Copy exactly, and only, the lines from the line containing "the tram track" through the last line of the records below, both included.

***

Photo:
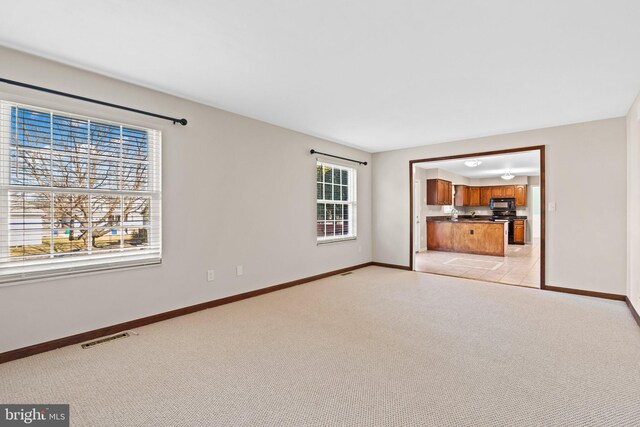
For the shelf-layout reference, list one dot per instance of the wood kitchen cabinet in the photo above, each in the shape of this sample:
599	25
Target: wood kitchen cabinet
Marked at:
509	191
439	192
474	196
461	197
521	195
497	191
485	196
519	229
472	237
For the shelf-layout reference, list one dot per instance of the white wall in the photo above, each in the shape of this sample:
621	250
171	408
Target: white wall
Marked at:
585	177
633	204
235	191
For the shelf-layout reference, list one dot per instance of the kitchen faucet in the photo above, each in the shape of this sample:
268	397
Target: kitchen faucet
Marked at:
454	213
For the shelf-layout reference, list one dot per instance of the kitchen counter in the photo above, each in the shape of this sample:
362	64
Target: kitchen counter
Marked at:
474	221
482	236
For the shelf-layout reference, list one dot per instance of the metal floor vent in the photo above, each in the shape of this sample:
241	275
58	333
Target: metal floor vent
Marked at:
104	340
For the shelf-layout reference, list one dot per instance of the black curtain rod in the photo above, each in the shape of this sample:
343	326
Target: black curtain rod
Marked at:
183	122
338	157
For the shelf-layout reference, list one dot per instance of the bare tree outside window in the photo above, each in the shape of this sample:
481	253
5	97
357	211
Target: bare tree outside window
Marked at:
76	184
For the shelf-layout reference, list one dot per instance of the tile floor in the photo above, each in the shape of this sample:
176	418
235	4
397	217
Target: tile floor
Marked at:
520	267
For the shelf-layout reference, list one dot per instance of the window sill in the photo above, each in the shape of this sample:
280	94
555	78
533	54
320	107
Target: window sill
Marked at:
12	279
327	241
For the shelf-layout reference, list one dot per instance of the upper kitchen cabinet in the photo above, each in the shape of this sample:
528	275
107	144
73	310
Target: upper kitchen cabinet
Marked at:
509	191
439	192
497	191
485	196
461	197
521	195
474	196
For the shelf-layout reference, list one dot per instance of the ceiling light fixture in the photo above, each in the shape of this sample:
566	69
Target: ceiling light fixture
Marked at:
507	176
472	163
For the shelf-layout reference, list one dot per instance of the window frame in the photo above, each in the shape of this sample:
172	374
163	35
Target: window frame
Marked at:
51	265
351	202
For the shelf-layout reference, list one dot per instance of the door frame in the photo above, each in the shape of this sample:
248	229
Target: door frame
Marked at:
543	210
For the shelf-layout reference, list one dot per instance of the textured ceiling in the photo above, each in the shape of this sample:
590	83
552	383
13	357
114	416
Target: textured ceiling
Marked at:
378	75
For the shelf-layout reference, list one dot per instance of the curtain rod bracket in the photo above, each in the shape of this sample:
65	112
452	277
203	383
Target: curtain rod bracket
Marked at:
338	157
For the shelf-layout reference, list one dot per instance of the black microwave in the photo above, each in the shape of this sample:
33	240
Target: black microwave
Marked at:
503	204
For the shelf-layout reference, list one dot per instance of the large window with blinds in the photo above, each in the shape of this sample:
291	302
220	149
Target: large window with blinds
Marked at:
336	202
76	193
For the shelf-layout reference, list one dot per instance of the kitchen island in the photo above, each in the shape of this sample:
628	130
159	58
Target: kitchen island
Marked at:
471	236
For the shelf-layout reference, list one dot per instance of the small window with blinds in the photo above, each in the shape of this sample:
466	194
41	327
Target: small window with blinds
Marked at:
76	193
336	202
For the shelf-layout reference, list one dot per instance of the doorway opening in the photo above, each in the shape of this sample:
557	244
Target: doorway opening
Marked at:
480	216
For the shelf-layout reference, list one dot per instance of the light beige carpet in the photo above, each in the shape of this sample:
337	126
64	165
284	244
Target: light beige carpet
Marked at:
379	347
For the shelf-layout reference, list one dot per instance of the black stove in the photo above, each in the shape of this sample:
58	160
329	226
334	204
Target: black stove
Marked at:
505	214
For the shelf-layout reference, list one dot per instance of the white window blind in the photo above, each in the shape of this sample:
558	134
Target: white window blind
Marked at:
76	193
336	202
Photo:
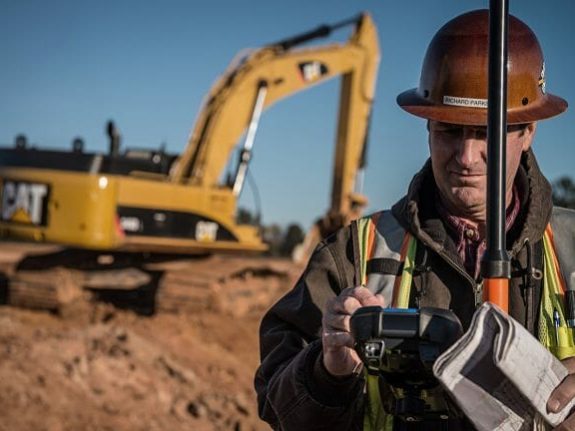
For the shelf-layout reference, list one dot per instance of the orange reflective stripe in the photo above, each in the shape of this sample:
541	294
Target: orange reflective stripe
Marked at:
556	266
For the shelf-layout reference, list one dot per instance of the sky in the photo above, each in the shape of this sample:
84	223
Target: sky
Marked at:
68	66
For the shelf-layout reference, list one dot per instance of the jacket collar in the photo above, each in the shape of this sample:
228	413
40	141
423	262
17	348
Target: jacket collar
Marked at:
416	211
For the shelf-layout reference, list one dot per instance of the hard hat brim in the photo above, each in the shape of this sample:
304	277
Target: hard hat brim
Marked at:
547	106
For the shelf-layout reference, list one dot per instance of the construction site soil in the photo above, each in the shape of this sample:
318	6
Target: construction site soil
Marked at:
93	365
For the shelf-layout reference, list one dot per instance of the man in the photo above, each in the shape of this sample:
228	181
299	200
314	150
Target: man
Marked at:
310	375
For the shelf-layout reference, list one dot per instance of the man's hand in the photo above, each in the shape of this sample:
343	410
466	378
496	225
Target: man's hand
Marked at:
562	394
339	358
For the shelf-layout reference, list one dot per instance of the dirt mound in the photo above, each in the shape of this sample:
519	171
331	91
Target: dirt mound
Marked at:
102	368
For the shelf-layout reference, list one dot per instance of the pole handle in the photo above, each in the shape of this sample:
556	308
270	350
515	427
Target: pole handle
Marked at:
496	291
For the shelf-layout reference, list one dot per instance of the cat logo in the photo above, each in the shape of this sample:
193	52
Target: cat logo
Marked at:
24	202
312	70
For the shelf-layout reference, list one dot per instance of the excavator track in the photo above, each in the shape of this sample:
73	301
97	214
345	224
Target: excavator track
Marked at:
63	280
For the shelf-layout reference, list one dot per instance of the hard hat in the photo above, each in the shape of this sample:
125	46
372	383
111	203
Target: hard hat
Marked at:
453	87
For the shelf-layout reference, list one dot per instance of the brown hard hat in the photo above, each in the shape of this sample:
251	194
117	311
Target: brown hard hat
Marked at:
453	87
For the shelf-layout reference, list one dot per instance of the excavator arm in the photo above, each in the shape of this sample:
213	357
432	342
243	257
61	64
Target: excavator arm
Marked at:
275	72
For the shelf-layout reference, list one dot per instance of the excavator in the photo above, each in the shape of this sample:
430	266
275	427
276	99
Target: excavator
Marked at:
149	201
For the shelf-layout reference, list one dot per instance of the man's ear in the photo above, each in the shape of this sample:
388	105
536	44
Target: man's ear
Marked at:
528	135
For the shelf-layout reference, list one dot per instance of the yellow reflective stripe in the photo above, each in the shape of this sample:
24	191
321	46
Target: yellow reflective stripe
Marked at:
363	237
404	290
558	341
366	237
375	418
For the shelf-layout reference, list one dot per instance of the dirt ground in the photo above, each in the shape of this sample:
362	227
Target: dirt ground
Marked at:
104	368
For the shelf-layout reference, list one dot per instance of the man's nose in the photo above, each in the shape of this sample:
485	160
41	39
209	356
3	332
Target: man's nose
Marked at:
471	148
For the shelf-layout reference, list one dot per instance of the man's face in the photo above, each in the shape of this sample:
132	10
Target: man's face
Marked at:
459	163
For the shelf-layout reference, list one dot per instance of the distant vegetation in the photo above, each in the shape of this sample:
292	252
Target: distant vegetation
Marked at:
281	241
564	192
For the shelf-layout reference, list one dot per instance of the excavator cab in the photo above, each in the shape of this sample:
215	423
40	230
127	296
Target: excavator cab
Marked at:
143	200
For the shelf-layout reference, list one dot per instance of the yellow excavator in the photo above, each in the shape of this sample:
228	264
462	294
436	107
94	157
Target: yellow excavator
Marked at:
143	200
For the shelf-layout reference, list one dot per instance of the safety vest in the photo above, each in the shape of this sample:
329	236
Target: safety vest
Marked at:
381	242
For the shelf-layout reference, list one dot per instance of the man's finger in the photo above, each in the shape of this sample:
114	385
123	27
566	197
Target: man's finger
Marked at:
337	322
567	425
562	394
336	340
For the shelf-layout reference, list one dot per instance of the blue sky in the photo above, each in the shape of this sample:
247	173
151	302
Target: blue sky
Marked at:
69	66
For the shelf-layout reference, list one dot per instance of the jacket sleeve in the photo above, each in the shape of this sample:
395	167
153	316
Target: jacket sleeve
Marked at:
295	392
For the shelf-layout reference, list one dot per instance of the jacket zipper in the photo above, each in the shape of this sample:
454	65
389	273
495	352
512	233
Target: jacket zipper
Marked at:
476	287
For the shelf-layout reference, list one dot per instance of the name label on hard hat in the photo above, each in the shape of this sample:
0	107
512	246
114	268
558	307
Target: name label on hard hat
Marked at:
24	202
465	101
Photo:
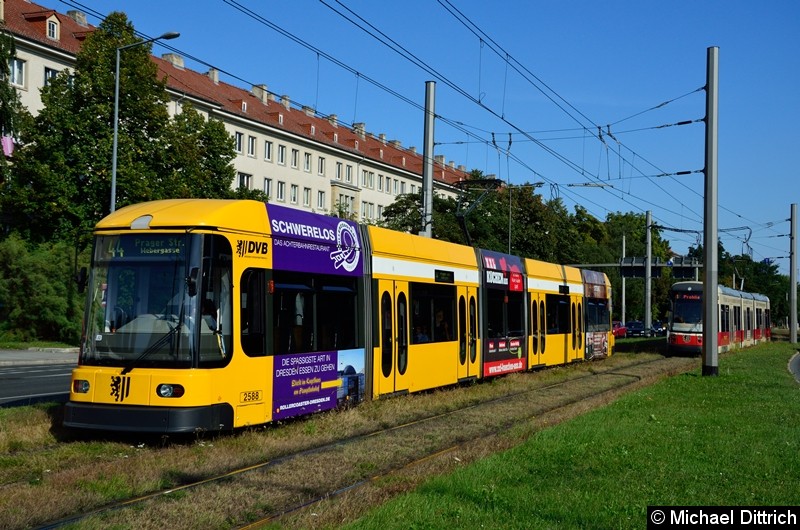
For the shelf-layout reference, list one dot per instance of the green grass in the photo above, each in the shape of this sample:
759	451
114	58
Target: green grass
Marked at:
726	440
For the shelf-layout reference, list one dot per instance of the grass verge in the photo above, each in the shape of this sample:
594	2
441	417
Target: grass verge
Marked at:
689	440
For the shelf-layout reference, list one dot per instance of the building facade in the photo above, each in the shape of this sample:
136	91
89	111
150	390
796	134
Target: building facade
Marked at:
295	155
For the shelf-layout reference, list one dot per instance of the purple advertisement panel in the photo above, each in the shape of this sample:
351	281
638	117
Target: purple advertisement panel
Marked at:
308	242
312	382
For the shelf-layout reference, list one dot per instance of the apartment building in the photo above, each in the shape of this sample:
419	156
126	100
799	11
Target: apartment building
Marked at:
297	156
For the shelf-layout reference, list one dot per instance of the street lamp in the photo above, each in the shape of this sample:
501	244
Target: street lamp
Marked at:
165	36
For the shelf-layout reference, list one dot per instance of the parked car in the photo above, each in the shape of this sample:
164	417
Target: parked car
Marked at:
635	328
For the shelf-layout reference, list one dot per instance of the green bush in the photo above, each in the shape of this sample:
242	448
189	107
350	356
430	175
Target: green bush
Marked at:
38	296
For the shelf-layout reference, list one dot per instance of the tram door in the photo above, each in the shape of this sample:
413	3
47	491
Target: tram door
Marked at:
391	364
537	330
468	343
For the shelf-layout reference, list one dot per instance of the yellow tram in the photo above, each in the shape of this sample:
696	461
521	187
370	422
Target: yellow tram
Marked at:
219	314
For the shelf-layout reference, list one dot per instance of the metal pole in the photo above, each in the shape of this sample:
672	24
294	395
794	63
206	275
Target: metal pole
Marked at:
116	135
648	277
165	36
427	155
711	235
623	284
793	276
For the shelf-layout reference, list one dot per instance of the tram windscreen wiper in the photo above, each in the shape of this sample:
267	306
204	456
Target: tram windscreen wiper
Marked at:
167	337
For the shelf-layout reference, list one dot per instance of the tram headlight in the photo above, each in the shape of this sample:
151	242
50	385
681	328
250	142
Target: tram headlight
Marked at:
167	390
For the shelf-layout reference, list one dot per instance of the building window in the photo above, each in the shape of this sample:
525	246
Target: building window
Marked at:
49	75
52	29
17	74
346	203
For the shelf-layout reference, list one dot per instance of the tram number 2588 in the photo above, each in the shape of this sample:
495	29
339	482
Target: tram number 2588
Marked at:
252	395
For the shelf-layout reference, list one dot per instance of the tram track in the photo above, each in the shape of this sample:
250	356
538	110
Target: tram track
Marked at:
292	485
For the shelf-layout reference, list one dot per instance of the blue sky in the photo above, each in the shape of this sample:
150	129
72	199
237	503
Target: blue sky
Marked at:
522	87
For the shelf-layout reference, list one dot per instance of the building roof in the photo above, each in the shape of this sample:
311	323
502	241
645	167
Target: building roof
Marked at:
26	19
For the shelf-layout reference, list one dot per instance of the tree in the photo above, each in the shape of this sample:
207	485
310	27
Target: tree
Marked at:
189	172
62	179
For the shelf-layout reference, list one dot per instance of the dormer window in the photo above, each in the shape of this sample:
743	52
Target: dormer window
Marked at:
52	29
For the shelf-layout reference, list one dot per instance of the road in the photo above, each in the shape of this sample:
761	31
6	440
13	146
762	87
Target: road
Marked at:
32	376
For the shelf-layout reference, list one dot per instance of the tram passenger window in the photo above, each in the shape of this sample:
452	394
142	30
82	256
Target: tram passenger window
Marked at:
516	314
557	317
253	291
313	313
433	312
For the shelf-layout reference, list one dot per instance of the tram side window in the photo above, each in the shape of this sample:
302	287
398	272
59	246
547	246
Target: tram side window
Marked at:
253	306
433	312
557	319
516	314
505	313
725	318
597	315
313	313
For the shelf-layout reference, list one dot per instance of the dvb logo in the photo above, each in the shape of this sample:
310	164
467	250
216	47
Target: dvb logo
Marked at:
244	248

***

→ **Output of the exercise**
For the shelf-layout reference, list one dot per instance of the tram track in the photo above, each in the shape of this sample:
250	356
538	110
Target: tram track
Marked at:
292	485
For the shelf-layout reference, list one dot per instance of the blue sky in the photo above, each in the shape of this sample:
150	129
72	199
237	503
Target: blue sky
Marked at:
522	87
For the shelf-layout reference, list one dot per instance of the building roof in the photo above, each in the shape of this sample:
311	323
502	241
645	167
Target: building roof
Marked at:
26	19
For the shelf-layout reference, list one dot per instance of the tree in the photo above, each in the shape of this sample:
207	485
310	27
Target: tree
Marked at:
189	172
62	179
For the shelf-layout reference, list one dot per instance of the dormer window in the photo above, each in the shape of this sample:
743	52
Target: dormer window
Marked at:
52	29
For the shelf-layout reference, list one dot per instance of the road in the photo above, each in the shape of this sample:
761	31
6	440
13	146
762	87
Target: road
Marked at:
32	376
For the shelf-layout reference, list one dot per instance of the tram passenger window in the photo above, each in the shape of this sample:
452	394
142	30
82	256
Target: tram passenger window
Marked at:
516	314
557	317
253	291
313	313
433	312
For the shelf-layout reference, list one dot per instance of the tram side window in the photo above, each in the shape of this sample:
302	287
398	272
59	246
547	246
Target: tram side window
Marked at:
253	306
433	312
557	319
516	314
505	313
725	318
597	315
313	313
For the shelf-layout reference, list one dot per instance of the dvb logo in the photo above, each in the shape of this sample:
310	164
467	250
216	47
Target: dvb logo
Marked at:
244	248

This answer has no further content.